— START OF SELECTED PASSAGE —
[infinispan-dev] 9.2 EmbeddedCacheManager blocked at shutdown

Tue Mar 27 04:16:44 EDT 2018

Thanks Sebastian. Is there a JIRA for this already?

2018-03-27 10:03 GMT+02:00 Sebastian Laskawiec <slaskawi at redhat.com>:

> At the moment, the cluster health status checker enumerates all caches in
> the cache manager [1] and checks whether those cashes are running and not
> in degraded more [2].
>
> I'm not sure how counter caches have been implemented. One thing is for
> sure - they should be taken into account in this loop [3].
>
> [1] https://github.com/infinispan/infinispan/blob/
> master/core/src/main/java/org/infinispan/health/impl/
> ClusterHealthImpl.java#L22
> [2] https://github.com/infinispan/infinispan/blob/
> master/core/src/main/java/org/infinispan/health/impl/
> CacheHealthImpl.java#L25
> [3] https://github.com/infinispan/infinispan/blob/
> master/core/src/main/java/org/infinispan/health/impl/
> ClusterHealthImpl.java#L23-L24
>
> On Mon, Mar 26, 2018 at 1:59 PM Thomas SEGISMONT <tsegismont at gmail.com>
> wrote:
>
>> 2018-03-26 13:16 GMT+02:00 Pedro Ruivo <pedro at infinispan.org>:
>>
>>>
>>>
>>> On 23-03-2018 15:06, Thomas SEGISMONT wrote:
>>> > Hi Pedro,
>>> >
>>> > 2018-03-23 13:25 GMT+01:00 Pedro Ruivo <pedro at infinispan.org
>>> > <mailto:pedro at infinispan.org>>:
>>> >
>>> >     Hi Thomas,
>>> >
>>> >     Is the test in question using any counter/lock?
>>> >
>>> >
>>> > I have seen the problem on a test for counters, on another one for
>>> > locks, as well as well as caches only.
>>> > But Vert.x starts the ClusteredLockManager and the CounterManager in
>>> all
>>> > cases (even if no lock/counter is created/used)
>>> >
>>> >
>>> >     I did see similar behavior with the counter's in our server test
>>> suite.
>>> >     The partition handling makes the cache degraded because nodes are
>>> >     starting and stopping concurrently.
>>> >
>>> >
>>> > As for me I was able to observe the problem even when stopping nodes
>>> one
>>> > after the other and waiting for cluster to go back to HEALTHY status.
>>> > Is it possible that the status of the counter and lock caches are not
>>> > taken into account in cluster health?
>>>
>>> The counter and lock caches are private. So, they aren't in the cluster
>>> health neither their name are returned by getCacheNames() method.
>>>
>>
>> Thanks for the details.
>>
>> I'm not concerned with these internal caches not being listed when
>> calling getCacheNames.
>>
>> However, the cluster health status should include their status as well.
>> Cluster status testing is the recommended way to implement readiness
>> checks on Kubernetes for example.
>>
>> What do you think Sebastian?
>>
>>
>>>
>>> >
>>> >
>>> >     I'm not sure if there are any JIRA to tracking. Ryan, Dan do you
>>> know?
— END OF SELECTED PASSAGE —
— START OF ROWS —
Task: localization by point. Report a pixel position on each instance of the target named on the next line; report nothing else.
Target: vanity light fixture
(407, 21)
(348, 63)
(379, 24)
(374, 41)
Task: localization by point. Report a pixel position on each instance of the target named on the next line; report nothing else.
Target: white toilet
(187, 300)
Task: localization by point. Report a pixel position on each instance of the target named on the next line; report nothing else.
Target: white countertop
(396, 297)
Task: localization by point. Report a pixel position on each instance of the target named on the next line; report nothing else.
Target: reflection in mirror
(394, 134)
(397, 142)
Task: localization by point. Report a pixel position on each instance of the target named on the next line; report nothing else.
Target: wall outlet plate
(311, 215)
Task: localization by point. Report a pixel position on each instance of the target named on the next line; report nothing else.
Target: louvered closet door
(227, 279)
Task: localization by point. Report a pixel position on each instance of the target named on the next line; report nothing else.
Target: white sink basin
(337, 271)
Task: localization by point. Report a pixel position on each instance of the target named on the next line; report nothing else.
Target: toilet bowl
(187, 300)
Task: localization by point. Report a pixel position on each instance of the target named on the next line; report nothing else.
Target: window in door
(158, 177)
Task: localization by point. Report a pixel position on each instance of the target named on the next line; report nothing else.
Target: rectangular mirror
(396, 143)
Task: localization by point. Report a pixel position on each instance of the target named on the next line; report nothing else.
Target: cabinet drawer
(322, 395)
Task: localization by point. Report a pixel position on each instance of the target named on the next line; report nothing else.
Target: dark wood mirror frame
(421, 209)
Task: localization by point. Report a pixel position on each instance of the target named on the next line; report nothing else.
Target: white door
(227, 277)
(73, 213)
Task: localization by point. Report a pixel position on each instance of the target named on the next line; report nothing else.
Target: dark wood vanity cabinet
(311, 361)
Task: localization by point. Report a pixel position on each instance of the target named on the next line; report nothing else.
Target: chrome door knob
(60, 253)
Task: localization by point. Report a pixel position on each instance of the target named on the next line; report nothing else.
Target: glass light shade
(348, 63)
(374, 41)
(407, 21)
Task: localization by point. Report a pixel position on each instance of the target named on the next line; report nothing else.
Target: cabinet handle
— END OF ROWS —
OBJECTIVES =
1) Summarize the mailing-list thread on the cache manager blocked at shutdown in two sentences.
2) Write what follows in the mailing-list thread on the cache manager blocked at shutdown, picking up after its final line.

ANSWERS TO THE EXERCISE =
1) The problem was seen in tests for counters, for locks and for caches only, and the counter and lock caches are private, so they are not in the cluster health and their names are not returned by getCacheNames(). Thomas Segismont argues that cluster health status should still include their status because cluster status testing is the recommended way to implement readiness checks on Kubernetes, and Sebastian Laskawiec says counter caches should be taken into account in the loop that checks whether each cache is running and not degraded.

2)
>>> >     If there is none, it should be created.
>>> >
>>> >     I improved the counters by making the cache start lazily when you
>>> first
>>> >     get or define a counter [1]. This workaround solved the issue for
>>> us.
>>> >
>>> >     As a workaround for your test suite, I suggest to make sure the
>>> caches
>>> >     (___counter_configuration and org.infinispan.LOCK) have finished
>>> their
>>> >     state transfer before stopping the cache managers, by invoking
>>> >     DefaultCacheManager.getCache(*cache-name*) in all the caches
>>> managers.
>>> >
>>> >     Sorry for the inconvenience and the delay in replying.
>>> >
>>> >
>>> > No problem.
>>> >
>>> >
>>> >     Cheers,
>>> >     Pedro
>>> >
>>> >     [1] https://issues.jboss.org/browse/ISPN-8860
>>> >     <https://issues.jboss.org/browse/ISPN-8860>
>>> >
>>> >     On 21-03-2018 16:16, Thomas SEGISMONT wrote:
>>> >      > Hi everyone,
>>> >      >
>>> >      > I am working on integrating Infinispan 9.2.Final in
>>> vertx-infinispan.
>>> >      > Before merging I wanted to make sure the test suite passed but
>>> it
>>> >      > doesn't. It's not the always the same test involved.
>>> >      >
>>> >      > In the logs, I see a lot of messages like "After merge (or
>>> >     coordinator
>>> >      > change), cache still hasn't recovered a majority of members and
>>> must
>>> >      > stay in degraded mode.
>>> >      > The context involved are "___counter_configuration" and
>>> >      > "org.infinispan.LOCKS"
>>> >      >
>>> >      > Most often it's harmless but, sometimes, I also see this
>>> exception
>>> >      > "ISPN000210: Failed to request state of cache"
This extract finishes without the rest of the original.